Gut im tieferen Wasser sind grellere Farben ggf besser - vom Ufer aus hab ich nur Bisse auf nahezu natürliche Dekore bekommen. Alles was irgendwie nem Hornhecht, Sardine usw. ähnelt... Silber Grün Blau war bisher Top 

 Ich hoffe ich komme nxt Frühjahr mal wieder in den Süden. Mit nem Kleinkind (am Sa sind es 8 Wochen) wist das aber alles schwierig(er)


----------



## CAL (2. September 2018)

*AW: Angelneuling auf Kreta*

Entschuldigt, ich konnte die Tage nicht antworten, da ich beruflich zu stark eingebunden war. 

Ich hatte die DAM Squadra 20-60gr bestellt. Der Händler listete sie auch als verfügbar und wollte sie mir rechtzeitig zuschicken. Das scheint jetzt aber, entgegen der Ankündigung, doch nix zu werden.


Muss daher morgen nochmal in den größeren Angelladen vor Ort und auf das Beste hoffen. Irgendwelche ganz heißen Tipps?


----------



## smithie (2. September 2018)

*AW: Angelneuling auf Kreta*

Habe die genannten SPRO Globetrotter und bin zufrieden - abgesehen von der ganz "schweren" mit ~100g WG, die ein Kollege hat.


Die ist sehr "wabbelig".


----------



## Nacktangler (2. September 2018)

*AW: Angelneuling auf Kreta*

Die bereits erwähnte Exage STC (Shimano) kann ich nur empfehlen. Habe eine mit 50-100g, leichter schadet sicher nicht. Meine ist robust genug, um auch mal als Grundangel missbraucht zu werden. Falls du eine rumliegen siehst... solltest du zuschlagen.


----------



## Fr33 (2. September 2018)

*AW: Angelneuling auf Kreta*

Hab auch die Globetrotter.... finde die fallen aber leichter aus. Fische die 25-60gr und die 40-80Gr. Meiner Meinung kannst du bei allen Ruten der Serie locker 10gr im WG abziehen... wenn nicht mehr. Die 25-60Gr ist schön als leichtere Rute zu gebrauchen. Die schwerere war meine Hauptrute. Kriterium beim Kauf war damals Transportmaß und eben der Preis.


----------



## nobbi1962 (2. September 2018)

*AW: Angelneuling auf Kreta*

….haben da damals einfach geangelt.

### Extrahiertes Material

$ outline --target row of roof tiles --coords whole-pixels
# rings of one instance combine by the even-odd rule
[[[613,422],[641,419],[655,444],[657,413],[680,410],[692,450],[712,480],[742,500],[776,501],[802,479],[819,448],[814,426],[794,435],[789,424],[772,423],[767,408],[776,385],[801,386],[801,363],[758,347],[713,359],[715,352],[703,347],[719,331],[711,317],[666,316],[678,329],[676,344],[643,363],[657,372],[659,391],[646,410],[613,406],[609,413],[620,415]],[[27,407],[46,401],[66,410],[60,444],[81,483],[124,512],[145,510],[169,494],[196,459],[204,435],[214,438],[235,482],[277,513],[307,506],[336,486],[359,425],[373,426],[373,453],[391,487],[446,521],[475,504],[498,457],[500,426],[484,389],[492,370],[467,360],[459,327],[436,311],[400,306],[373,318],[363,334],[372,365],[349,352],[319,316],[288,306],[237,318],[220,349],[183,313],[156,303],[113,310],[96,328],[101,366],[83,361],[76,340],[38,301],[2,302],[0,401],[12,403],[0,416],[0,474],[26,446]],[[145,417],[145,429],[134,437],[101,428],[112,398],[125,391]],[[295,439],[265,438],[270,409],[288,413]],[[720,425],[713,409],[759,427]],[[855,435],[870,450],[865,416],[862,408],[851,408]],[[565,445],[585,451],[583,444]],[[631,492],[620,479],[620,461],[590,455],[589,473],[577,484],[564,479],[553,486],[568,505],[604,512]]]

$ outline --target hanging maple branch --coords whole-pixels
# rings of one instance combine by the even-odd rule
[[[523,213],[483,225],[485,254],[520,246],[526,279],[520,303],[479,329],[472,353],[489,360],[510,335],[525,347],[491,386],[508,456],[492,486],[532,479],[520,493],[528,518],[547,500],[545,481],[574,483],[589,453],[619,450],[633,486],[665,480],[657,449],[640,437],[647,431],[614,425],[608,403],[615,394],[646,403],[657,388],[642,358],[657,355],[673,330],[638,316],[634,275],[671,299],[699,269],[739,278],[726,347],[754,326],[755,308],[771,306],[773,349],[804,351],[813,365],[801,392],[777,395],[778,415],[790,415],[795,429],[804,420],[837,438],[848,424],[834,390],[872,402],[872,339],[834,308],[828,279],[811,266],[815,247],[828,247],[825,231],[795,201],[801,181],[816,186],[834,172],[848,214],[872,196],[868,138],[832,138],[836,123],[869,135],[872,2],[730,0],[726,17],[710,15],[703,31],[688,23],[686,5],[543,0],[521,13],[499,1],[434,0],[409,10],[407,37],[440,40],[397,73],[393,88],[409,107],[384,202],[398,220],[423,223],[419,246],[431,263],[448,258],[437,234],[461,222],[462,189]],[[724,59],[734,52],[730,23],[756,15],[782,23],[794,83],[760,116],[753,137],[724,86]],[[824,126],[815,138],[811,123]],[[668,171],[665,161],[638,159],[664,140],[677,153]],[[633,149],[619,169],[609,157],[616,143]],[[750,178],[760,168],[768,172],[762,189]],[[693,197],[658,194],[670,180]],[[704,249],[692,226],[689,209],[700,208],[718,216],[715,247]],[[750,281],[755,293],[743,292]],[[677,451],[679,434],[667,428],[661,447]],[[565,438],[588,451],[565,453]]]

### Aufgabe
Beantworte bitte diese Fragen zum Textabschnitt:
1. Welche Rute hatte CAL bestellt?
2. Welches Wurfgewicht hat die Exage STC, die Nacktangler besitzt?
3. Was war für Fr33 beim Kauf der Globetrotter das Kriterium?

### Lösung
1. Die DAM Squadra 20-60gr.
2. 50-100g.
3. Das Transportmaß und der Preis.